§ **The request**
Please give the lines from the first one through the one holding "[149,66,161,92]", inclusive, as a JSON list of strings, one string per line with blank lines left out.

§ **Information shown**
* Begin *

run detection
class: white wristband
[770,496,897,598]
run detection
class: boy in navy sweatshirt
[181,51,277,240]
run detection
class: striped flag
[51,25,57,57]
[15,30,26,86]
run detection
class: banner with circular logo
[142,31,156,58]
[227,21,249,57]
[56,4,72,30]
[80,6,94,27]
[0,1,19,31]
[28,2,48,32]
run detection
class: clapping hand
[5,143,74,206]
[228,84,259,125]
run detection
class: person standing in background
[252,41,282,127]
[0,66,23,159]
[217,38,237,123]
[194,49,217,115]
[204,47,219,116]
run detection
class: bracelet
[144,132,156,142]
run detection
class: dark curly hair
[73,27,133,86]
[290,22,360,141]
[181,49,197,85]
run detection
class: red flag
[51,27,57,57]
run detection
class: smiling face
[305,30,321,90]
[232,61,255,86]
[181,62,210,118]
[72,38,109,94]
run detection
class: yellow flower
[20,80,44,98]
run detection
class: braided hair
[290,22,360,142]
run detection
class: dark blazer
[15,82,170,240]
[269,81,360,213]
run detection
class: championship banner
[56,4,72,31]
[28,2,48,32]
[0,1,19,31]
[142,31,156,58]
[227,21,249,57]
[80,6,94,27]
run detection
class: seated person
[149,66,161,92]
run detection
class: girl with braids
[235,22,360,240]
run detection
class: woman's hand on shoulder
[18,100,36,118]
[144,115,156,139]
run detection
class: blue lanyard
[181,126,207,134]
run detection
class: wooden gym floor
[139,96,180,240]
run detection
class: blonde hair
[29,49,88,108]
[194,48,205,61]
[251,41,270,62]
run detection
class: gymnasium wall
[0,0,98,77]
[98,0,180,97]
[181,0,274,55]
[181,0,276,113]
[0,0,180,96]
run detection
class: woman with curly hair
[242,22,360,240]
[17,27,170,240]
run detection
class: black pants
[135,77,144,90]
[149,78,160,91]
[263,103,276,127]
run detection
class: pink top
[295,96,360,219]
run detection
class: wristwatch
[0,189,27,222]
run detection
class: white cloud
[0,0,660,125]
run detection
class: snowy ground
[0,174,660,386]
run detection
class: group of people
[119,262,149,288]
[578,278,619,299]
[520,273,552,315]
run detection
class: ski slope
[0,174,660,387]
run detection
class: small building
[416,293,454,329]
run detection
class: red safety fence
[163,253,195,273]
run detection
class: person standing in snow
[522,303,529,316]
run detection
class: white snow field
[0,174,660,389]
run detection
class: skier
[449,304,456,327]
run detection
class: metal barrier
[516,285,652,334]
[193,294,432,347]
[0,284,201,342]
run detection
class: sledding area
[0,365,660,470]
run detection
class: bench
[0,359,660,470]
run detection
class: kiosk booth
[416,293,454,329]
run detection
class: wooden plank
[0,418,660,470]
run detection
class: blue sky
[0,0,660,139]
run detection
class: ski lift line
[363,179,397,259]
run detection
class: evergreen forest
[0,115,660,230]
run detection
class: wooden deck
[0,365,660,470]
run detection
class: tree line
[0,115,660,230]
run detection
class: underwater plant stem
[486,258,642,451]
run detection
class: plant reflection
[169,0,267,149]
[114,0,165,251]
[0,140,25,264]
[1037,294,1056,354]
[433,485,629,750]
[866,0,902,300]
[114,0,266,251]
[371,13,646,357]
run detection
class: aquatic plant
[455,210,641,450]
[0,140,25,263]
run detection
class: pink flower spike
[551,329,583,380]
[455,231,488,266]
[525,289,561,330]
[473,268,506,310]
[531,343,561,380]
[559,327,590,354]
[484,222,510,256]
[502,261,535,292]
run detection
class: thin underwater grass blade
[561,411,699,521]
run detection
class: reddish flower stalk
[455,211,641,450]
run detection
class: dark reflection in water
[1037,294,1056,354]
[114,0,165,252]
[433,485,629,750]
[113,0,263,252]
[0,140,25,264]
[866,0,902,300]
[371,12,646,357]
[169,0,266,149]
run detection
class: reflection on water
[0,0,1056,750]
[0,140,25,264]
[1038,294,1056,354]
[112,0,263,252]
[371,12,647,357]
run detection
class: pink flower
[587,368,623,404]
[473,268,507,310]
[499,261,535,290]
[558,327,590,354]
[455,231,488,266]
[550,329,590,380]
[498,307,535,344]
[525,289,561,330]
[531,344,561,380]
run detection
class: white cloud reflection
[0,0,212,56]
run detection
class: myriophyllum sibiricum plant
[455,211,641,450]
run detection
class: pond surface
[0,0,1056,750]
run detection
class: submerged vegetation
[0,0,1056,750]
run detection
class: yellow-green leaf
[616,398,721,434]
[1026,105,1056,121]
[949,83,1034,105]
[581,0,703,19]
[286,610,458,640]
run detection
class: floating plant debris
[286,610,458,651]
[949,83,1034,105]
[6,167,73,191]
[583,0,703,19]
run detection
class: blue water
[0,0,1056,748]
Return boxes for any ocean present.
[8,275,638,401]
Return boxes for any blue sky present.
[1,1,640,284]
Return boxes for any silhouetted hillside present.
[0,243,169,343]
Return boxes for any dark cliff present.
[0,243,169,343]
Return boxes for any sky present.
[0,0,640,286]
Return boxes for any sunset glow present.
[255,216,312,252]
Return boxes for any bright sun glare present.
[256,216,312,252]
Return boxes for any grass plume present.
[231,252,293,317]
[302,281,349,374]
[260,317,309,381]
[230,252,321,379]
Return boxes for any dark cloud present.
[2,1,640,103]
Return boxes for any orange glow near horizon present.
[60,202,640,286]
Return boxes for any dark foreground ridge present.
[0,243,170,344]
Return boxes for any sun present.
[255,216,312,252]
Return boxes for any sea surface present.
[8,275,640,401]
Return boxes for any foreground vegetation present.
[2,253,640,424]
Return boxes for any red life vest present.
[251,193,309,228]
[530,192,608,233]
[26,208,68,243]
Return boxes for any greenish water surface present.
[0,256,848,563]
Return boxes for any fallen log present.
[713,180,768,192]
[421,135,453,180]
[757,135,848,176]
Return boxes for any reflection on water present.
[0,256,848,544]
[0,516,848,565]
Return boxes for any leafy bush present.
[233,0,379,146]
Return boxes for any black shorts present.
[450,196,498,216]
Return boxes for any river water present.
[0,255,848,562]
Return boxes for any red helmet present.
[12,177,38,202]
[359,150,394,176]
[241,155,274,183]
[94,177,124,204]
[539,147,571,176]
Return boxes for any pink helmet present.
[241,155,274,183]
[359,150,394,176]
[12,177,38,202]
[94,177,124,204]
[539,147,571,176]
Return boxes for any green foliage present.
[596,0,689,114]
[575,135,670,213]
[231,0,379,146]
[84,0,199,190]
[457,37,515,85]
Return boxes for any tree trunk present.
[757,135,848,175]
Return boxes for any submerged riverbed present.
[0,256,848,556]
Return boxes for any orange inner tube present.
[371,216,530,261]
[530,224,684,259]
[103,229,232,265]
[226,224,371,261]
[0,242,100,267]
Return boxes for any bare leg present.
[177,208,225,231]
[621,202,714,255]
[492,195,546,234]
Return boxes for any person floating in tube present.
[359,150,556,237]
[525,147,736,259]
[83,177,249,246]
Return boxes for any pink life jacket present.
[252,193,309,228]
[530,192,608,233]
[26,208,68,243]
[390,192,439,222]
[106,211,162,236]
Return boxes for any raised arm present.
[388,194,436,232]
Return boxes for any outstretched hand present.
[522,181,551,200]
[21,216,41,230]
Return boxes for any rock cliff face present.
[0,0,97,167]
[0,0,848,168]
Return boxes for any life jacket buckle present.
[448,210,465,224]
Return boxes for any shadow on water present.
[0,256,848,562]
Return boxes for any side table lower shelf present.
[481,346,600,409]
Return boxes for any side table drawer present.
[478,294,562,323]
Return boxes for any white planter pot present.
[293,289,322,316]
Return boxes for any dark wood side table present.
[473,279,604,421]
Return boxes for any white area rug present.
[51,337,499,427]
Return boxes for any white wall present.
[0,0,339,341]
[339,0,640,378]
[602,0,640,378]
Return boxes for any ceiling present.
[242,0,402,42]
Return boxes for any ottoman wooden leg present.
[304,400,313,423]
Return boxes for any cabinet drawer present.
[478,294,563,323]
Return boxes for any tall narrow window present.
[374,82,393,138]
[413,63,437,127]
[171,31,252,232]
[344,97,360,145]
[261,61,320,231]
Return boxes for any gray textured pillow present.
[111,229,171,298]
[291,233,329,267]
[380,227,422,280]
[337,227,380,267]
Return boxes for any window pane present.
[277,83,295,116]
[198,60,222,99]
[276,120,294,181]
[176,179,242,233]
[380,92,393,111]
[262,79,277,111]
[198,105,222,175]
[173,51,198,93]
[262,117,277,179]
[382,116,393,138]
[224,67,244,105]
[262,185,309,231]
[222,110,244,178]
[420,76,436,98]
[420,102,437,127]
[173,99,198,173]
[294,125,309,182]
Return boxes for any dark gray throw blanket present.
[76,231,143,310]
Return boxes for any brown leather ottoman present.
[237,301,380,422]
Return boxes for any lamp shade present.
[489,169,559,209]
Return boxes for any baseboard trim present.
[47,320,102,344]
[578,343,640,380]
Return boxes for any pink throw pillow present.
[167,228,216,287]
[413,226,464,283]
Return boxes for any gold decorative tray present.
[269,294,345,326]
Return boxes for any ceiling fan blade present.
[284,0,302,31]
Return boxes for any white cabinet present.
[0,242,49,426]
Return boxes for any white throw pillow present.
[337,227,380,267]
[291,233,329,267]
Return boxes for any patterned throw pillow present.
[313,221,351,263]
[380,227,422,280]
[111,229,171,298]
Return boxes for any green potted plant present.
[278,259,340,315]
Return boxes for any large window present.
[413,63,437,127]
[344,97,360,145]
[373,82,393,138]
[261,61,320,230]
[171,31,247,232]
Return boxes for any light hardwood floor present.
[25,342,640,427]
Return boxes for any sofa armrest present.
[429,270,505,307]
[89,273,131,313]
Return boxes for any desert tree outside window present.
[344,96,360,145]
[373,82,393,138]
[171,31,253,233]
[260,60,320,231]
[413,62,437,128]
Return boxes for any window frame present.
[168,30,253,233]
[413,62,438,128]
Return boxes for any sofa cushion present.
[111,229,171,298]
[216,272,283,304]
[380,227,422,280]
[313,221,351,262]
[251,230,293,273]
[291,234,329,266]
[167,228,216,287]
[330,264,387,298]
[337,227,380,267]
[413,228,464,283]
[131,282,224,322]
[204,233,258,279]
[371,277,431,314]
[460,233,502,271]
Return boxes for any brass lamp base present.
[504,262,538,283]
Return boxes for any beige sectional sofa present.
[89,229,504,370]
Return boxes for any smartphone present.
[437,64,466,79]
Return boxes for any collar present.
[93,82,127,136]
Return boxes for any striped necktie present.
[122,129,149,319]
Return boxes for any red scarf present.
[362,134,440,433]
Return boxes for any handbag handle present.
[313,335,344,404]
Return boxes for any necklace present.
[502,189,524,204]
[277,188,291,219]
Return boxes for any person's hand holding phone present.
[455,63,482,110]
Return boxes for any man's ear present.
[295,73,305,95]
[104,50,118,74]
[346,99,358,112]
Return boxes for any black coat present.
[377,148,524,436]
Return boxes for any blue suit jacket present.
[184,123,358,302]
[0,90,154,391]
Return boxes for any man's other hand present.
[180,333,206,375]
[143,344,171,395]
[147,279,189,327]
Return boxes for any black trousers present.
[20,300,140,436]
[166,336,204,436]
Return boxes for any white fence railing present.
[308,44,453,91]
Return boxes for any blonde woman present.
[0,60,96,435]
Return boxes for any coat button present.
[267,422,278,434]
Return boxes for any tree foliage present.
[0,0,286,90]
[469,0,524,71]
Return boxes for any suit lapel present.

* End *

§ **Task result**
[
  "run detection",
  "class: white wristband",
  "[770,496,897,598]",
  "run detection",
  "class: boy in navy sweatshirt",
  "[181,51,277,240]",
  "run detection",
  "class: striped flag",
  "[51,25,57,57]",
  "[15,30,26,86]",
  "run detection",
  "class: banner with circular logo",
  "[142,31,156,58]",
  "[227,21,249,57]",
  "[56,4,72,30]",
  "[80,6,94,27]",
  "[0,1,19,31]",
  "[28,2,48,32]",
  "run detection",
  "class: clapping hand",
  "[5,143,74,206]",
  "[228,84,259,125]",
  "run detection",
  "class: person standing in background",
  "[252,41,282,127]",
  "[0,66,23,159]",
  "[217,38,237,123]",
  "[194,49,217,115]",
  "[204,47,219,116]",
  "run detection",
  "class: bracelet",
  "[144,132,156,142]",
  "run detection",
  "class: dark curly hair",
  "[73,27,133,86]",
  "[290,22,360,141]",
  "[181,49,197,85]",
  "run detection",
  "class: red flag",
  "[51,27,57,57]",
  "run detection",
  "class: smiling face",
  "[305,30,321,90]",
  "[232,61,255,86]",
  "[181,62,210,118]",
  "[72,38,109,94]",
  "run detection",
  "class: yellow flower",
  "[20,80,44,98]",
  "run detection",
  "class: braided hair",
  "[290,22,360,142]",
  "run detection",
  "class: dark blazer",
  "[15,82,170,240]",
  "[269,81,360,213]",
  "run detection",
  "class: championship banner",
  "[56,4,72,31]",
  "[28,2,48,32]",
  "[0,1,19,31]",
  "[142,31,156,58]",
  "[227,21,249,57]",
  "[80,6,94,27]",
  "run detection",
  "class: seated person",
  "[149,66,161,92]"
]